GOAL
Please copy out the listing from the line with "of the distant" up to and including the line with "(1090, 246)", keeping each line's wording but scaling every answer coordinate by 0.35 and rounding it to a whole number, halves up. Give only those lines.

= = =

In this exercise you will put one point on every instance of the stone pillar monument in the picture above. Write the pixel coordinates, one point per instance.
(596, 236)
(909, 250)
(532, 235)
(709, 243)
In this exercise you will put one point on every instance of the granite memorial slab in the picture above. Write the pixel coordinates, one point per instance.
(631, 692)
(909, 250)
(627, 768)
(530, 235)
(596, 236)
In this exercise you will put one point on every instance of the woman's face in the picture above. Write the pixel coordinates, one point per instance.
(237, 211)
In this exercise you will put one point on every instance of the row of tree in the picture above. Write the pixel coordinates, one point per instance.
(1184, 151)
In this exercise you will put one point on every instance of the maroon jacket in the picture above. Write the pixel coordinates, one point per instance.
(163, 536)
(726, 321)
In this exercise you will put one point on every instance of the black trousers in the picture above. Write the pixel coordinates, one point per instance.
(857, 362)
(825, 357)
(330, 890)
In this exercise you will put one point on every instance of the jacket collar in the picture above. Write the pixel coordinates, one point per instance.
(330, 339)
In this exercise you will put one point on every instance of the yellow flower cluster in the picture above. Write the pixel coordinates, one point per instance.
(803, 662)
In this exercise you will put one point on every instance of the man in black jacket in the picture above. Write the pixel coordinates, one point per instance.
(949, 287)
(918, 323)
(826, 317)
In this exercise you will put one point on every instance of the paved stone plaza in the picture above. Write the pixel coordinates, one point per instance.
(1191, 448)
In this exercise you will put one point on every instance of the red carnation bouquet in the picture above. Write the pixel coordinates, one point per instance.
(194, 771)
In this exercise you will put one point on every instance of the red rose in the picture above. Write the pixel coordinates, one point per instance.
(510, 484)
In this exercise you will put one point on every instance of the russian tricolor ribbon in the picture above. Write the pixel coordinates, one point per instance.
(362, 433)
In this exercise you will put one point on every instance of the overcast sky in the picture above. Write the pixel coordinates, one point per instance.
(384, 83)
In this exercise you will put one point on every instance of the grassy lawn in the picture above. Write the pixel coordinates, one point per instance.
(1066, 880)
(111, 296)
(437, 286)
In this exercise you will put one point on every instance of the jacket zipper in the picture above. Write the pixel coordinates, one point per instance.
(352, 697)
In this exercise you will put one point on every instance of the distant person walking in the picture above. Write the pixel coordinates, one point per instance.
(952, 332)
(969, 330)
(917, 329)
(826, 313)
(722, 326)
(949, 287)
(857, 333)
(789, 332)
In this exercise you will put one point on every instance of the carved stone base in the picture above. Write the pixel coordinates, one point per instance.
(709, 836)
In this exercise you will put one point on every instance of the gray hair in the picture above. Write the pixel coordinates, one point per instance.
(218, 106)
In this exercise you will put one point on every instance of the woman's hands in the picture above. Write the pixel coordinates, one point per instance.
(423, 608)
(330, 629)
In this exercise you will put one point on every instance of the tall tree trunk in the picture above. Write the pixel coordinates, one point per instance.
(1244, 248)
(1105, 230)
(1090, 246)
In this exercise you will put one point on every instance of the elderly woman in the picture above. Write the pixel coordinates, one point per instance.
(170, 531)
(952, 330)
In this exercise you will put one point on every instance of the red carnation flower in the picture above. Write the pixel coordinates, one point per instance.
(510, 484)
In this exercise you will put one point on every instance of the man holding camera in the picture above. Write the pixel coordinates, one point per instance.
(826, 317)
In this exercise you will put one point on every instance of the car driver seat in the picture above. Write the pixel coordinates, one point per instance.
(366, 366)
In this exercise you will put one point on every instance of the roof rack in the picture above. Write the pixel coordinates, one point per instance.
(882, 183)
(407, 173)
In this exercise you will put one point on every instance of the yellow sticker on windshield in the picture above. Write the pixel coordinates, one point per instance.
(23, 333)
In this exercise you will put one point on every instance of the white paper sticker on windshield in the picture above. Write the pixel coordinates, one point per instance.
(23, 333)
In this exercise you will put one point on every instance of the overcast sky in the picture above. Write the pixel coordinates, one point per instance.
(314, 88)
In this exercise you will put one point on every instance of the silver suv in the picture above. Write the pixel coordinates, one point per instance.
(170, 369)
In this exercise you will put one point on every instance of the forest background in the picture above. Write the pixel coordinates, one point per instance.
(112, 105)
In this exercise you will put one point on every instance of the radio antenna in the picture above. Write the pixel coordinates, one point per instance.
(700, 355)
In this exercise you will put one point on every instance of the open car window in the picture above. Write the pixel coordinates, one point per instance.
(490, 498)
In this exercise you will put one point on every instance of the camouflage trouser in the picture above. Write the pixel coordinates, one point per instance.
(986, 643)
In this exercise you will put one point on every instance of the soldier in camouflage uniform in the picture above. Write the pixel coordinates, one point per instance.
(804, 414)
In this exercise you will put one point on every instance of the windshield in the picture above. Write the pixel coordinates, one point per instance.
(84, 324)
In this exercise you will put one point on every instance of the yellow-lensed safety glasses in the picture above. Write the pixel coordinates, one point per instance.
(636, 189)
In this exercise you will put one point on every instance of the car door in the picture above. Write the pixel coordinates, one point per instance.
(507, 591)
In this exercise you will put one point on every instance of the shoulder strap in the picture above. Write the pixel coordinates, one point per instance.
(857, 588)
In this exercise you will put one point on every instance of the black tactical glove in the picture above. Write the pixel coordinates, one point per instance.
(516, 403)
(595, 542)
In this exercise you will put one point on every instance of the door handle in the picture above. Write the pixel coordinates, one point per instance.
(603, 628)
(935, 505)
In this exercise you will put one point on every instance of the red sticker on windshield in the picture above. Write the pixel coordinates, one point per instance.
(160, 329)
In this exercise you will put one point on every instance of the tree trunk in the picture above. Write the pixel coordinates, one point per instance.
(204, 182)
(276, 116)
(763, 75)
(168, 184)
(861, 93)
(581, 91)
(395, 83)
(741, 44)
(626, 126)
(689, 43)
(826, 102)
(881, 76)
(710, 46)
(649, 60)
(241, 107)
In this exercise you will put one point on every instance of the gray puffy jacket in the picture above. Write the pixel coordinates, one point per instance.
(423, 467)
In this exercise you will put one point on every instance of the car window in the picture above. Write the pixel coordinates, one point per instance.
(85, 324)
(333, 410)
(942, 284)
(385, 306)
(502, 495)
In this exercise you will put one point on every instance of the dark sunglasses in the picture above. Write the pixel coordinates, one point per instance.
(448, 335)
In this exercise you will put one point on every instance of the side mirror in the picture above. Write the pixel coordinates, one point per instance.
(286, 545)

= = =

WRITTEN ANSWER
In this exercise you will put one point on every instance of the distant person walking in the picture above. Write the pixel coordinates, one point per instance.
(333, 116)
(339, 116)
(321, 115)
(289, 110)
(253, 114)
(332, 100)
(300, 117)
(276, 116)
In this exercise you will put one point on every instance of the carved stone base in the picture above. Write the pixel coordinates, one point per instance.
(248, 293)
In this exercise you will put one point on every instance of the gray hair in the picture above. Write the pixel coordinates, one point per instance.
(76, 37)
In this exercise you will put one point on every instance of the woman's hands in the picture above. Write the pixel coordinates, one point per instance.
(148, 213)
(116, 220)
In this exercise you will put one point on every instance of the tall tree trunk in the picture above. Write the pixel coordinates, one point per instance.
(435, 87)
(387, 81)
(382, 86)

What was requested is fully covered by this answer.